## Problem details
Below are the records; tally the lines in them that include the word "white" and reply with the number alone.

##### Study material

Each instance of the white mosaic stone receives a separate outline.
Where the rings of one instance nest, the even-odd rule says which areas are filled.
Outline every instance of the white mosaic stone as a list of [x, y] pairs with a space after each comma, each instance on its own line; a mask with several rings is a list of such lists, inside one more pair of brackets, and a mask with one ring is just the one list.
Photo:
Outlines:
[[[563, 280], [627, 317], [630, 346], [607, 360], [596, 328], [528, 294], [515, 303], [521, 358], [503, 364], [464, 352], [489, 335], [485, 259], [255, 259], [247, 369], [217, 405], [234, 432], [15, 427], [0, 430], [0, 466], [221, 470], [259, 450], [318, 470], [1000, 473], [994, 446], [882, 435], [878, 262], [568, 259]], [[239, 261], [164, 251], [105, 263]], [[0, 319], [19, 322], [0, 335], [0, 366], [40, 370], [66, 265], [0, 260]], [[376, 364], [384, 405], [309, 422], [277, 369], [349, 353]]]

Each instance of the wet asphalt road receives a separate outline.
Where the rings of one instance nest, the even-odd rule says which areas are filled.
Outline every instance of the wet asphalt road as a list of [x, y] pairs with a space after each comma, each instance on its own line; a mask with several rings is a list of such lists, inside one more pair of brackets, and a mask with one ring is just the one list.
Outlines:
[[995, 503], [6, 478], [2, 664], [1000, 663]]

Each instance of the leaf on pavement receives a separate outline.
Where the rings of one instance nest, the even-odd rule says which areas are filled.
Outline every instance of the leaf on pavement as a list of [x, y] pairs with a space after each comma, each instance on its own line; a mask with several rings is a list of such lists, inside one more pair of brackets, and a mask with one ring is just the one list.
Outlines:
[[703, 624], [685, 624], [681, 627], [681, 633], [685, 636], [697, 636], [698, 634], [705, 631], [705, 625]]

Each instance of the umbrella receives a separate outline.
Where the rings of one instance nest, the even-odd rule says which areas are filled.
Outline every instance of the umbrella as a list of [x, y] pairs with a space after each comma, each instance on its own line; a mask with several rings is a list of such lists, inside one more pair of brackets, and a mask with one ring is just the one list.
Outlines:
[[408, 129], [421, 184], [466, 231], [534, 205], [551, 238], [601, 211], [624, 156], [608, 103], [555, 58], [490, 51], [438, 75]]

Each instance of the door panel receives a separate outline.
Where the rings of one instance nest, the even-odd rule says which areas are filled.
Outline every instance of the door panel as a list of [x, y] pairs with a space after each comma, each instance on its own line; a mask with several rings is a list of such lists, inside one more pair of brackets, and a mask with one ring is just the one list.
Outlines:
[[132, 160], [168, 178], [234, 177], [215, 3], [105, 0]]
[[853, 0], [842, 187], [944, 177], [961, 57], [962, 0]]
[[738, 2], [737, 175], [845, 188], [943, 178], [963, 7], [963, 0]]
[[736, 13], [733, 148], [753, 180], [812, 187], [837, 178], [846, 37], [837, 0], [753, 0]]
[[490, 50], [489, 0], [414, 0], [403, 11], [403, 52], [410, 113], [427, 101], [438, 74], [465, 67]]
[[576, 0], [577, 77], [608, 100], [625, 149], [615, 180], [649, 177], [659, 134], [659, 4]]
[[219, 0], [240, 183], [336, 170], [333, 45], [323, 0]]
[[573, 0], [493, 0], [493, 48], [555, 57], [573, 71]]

##########

## Solution to the problem
2